● **Task details**
Show every line in the entries below where the word "patch" appears.

[Items from a data source]
=== Section Start ===

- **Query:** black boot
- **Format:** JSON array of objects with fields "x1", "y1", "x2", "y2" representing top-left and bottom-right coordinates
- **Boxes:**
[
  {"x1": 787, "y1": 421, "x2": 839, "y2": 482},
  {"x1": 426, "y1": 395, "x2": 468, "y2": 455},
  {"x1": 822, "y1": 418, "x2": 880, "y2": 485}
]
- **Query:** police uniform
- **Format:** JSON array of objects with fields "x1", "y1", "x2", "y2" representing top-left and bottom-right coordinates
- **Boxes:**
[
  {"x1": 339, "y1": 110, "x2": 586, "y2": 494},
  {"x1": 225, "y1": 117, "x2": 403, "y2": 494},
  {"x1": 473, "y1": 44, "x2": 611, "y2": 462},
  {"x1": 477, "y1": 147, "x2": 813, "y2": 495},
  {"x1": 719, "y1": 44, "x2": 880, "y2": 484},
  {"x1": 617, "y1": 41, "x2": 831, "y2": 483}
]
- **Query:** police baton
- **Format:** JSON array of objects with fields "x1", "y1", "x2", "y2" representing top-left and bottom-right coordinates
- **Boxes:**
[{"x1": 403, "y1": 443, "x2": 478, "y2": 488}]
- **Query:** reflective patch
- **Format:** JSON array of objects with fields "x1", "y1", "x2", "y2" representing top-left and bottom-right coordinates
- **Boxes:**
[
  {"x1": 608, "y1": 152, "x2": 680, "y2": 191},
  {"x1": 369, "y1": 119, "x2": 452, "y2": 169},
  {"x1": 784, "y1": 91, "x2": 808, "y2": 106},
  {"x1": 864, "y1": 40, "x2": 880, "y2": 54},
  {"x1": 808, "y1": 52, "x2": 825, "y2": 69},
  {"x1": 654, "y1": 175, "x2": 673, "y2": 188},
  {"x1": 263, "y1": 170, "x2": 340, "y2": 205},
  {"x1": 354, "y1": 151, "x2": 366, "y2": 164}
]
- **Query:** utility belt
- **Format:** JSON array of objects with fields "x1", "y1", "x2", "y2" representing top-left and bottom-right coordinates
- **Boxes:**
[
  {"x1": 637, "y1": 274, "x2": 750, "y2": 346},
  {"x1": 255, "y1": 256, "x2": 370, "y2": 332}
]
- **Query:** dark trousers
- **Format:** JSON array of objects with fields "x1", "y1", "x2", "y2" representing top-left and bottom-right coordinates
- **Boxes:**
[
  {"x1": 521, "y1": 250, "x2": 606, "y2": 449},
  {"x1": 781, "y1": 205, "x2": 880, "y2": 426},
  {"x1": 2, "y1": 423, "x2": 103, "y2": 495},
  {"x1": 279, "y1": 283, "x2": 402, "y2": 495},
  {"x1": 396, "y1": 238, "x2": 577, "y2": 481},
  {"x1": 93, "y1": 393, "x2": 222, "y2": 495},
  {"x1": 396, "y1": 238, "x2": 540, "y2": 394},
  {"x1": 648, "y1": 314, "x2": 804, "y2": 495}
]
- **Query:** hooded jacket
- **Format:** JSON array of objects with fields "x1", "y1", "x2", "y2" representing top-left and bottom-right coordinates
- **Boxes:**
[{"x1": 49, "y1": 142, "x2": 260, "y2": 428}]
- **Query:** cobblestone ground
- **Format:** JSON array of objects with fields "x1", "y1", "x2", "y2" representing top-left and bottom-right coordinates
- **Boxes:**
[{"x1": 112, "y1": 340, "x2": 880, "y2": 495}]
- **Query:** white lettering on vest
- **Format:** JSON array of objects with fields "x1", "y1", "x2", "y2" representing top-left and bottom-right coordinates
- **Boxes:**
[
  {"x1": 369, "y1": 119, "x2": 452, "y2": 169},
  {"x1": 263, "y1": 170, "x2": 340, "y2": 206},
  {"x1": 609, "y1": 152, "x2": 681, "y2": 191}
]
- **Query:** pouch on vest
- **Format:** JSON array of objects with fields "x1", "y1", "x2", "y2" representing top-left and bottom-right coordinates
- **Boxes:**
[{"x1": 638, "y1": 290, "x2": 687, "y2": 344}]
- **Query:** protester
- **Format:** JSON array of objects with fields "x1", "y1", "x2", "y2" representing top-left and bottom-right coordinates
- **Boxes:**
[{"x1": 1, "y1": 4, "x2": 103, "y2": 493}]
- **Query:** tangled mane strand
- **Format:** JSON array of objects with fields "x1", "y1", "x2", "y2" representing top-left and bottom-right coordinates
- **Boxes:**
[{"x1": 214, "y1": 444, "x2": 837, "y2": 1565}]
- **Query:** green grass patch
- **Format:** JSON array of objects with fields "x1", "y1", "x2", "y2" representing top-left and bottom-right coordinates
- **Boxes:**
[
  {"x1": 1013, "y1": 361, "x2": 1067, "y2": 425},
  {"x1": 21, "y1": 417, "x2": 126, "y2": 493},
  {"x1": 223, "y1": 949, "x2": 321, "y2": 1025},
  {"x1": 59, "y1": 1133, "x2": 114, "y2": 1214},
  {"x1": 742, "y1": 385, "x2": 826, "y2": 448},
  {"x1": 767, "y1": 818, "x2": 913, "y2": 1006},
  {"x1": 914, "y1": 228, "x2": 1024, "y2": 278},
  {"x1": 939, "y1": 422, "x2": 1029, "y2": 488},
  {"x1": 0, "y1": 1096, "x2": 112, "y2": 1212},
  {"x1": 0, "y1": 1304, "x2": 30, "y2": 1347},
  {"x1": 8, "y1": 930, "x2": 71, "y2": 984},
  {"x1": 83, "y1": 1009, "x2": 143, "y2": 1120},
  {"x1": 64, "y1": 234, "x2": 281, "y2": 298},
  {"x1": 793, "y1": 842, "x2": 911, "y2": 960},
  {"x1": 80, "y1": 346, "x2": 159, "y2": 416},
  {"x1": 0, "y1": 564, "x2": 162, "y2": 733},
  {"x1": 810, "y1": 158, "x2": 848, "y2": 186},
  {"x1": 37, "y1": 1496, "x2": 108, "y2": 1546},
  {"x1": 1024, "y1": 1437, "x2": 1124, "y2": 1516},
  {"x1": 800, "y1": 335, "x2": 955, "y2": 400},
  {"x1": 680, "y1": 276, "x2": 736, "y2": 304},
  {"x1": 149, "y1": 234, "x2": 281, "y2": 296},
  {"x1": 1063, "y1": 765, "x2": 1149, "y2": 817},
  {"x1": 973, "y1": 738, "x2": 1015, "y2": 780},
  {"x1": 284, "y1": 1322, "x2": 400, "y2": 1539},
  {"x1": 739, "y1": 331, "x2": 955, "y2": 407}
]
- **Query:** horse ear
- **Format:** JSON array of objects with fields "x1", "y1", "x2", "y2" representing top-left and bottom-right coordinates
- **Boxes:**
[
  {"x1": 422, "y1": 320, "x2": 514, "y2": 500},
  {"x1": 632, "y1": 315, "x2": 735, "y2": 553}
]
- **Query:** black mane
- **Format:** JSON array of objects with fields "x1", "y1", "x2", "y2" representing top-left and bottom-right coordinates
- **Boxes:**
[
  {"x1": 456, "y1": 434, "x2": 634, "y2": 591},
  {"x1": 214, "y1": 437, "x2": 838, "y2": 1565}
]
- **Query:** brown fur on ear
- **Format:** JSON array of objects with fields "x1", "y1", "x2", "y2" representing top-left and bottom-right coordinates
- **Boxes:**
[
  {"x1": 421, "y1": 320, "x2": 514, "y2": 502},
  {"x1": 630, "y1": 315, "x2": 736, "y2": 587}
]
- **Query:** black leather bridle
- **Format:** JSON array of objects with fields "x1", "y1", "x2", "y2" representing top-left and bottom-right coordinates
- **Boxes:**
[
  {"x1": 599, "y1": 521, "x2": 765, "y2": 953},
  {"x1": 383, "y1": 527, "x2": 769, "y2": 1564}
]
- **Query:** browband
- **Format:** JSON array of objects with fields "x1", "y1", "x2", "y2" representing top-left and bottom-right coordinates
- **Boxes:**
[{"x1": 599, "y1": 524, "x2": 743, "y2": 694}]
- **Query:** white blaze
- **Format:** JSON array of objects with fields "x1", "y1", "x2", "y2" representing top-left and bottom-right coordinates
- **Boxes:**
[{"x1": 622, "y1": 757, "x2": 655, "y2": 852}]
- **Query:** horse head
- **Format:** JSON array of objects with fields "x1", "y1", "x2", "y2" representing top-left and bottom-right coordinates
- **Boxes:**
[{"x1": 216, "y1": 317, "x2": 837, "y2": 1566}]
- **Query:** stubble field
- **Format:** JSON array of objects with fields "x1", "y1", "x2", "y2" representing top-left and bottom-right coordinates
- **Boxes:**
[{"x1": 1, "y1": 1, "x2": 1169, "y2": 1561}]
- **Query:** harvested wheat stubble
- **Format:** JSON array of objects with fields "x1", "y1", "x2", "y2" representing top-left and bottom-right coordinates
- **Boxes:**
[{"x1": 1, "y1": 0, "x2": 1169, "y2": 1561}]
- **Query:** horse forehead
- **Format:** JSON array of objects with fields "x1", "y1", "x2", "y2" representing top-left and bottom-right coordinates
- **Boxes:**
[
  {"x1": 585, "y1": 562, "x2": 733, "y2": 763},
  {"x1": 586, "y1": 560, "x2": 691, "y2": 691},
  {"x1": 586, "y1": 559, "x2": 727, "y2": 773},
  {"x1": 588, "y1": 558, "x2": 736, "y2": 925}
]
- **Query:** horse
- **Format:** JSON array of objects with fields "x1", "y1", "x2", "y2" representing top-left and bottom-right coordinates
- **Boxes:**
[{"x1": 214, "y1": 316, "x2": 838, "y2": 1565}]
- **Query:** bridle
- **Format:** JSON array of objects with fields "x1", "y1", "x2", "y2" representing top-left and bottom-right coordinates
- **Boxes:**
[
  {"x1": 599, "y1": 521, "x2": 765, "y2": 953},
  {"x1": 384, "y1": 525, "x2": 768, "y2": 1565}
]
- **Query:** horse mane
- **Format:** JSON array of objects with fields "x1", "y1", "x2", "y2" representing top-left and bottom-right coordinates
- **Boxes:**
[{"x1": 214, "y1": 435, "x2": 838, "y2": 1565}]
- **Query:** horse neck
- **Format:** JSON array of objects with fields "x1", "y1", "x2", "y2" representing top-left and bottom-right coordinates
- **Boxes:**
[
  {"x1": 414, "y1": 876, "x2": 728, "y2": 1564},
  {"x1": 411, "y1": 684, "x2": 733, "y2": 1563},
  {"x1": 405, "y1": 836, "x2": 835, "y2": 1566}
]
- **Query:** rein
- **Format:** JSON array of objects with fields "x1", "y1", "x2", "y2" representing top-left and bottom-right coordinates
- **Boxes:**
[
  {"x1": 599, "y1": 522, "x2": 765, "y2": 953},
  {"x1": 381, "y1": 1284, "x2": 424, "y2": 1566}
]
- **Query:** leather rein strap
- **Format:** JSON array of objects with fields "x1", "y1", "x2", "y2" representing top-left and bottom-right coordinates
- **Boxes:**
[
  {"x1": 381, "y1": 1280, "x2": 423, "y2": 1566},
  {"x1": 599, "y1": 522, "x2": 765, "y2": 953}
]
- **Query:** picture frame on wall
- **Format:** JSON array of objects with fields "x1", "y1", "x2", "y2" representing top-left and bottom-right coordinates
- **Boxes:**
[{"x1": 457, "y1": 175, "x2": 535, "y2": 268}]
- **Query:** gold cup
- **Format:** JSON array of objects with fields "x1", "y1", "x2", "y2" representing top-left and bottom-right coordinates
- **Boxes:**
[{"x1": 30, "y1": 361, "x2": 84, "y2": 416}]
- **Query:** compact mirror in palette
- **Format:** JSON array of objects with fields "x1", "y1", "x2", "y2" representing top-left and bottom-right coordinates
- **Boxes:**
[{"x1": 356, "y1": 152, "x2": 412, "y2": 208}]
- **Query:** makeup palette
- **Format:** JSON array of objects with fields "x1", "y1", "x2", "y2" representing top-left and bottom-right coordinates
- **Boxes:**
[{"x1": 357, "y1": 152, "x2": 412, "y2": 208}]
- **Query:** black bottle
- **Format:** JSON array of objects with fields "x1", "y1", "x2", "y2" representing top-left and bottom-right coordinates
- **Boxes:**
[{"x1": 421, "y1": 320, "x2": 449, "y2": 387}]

=== Section End ===

● **Expected answer**
- **Query:** reflective patch
- **Query:** green grass patch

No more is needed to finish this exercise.